### 問題の指示
[1] 抽出テキストをもとに、次の問いに答えてください。
(a) スール社の基本のカスタネットは、何と呼ばれる板材を加工して作られていますか。
(b) 5号サイズの縦と横の長さはそれぞれ何mmですか。
(c) フィブラ・プリメラとベテアダの違いとして挙げられている点は何ですか。
[2] エントリーのうち、文字列「jacket」を含む行をすべて報告してください。大文字と小文字は区別します。

### 抽出テキスト
* * * * * * *

フラメンコ研究会
各メーカーのカスタネットの説明
スール社(Castanuelas del sur)
スール社は、様々な種類のカスタネットを製造・販売しています。基本は、高音質のフィブラ(合成樹脂)と呼ばれる板材を加工した手作りのカスタネットです。モデルによって形が違います。スール社のカスタの特徴として、両サイドがなだらかな曲線ですが、下の部分は厚みがあって、ストンと落ちるような形になっています(ただし、カプリッチョやマエストロ・モデルは全体にまるっこい形をしています)。サイズは5号サイズの場合、縦が90mm、横が70mmですが、固体差があります。6号サイズは少し小さいですが、音質を考えた場合、できるだけ5号サイズを買ったほうがいいです。
フィブラ・プリメラ
スール社のフィブラの基本モデルです。この上のモデルのベテアダとの違いは、赤いラインがないことですが、ベテアダよりも若干重いかもしれません(固体差もあるので、何んとも言えませんが)。演奏性はほとんど変わらないようです。長く使えて、できるだけ長く使いたい方は、このカスタがお勧めです。また、カスタネットは黒くなくちゃ、と思う方はこれしかありません。

* * * * * * *

### 表示エントリー

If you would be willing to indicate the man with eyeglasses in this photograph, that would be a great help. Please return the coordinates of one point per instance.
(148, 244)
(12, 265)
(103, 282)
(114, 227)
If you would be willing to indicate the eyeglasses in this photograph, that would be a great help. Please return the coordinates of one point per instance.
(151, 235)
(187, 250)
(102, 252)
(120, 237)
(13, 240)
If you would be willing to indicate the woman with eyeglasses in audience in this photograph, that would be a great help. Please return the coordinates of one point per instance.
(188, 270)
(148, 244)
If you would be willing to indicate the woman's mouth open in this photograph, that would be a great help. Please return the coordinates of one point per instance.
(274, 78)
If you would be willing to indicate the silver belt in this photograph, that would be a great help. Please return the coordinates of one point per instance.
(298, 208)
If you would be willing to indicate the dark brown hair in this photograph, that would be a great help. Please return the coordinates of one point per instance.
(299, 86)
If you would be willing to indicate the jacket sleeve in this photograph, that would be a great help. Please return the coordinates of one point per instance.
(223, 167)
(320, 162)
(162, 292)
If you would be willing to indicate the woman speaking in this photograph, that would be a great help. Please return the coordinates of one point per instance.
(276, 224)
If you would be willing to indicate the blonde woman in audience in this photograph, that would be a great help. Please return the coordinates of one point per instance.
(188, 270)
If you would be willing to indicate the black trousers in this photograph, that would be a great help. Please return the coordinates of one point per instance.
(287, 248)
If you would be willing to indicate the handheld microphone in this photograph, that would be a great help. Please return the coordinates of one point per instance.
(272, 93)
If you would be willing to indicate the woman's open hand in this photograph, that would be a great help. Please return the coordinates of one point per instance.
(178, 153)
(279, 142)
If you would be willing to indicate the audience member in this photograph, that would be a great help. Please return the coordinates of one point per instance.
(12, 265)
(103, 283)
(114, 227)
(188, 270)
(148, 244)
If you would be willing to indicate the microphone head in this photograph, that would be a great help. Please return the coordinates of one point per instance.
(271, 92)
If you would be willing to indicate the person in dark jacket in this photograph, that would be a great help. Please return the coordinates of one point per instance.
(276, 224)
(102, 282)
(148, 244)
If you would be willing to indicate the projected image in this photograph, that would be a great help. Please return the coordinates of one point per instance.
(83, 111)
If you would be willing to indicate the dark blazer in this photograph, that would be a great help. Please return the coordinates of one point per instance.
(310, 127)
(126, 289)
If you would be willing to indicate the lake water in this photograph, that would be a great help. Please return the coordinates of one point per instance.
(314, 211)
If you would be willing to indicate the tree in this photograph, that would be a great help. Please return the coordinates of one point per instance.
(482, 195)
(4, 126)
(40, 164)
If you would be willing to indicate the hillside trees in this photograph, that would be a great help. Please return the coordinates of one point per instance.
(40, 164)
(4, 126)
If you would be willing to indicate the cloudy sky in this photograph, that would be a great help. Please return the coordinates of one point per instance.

* * * * * * *

### 回答
[1]
(a) フィブラ(合成樹脂)と呼ばれる板材です。
(b) 縦が90mm、横が70mmです。
(c) 赤いラインがないことです。

[2]
If you would be willing to indicate the jacket sleeve in this photograph, that would be a great help. Please return the coordinates of one point per instance.
If you would be willing to indicate the person in dark jacket in this photograph, that would be a great help. Please return the coordinates of one point per instance.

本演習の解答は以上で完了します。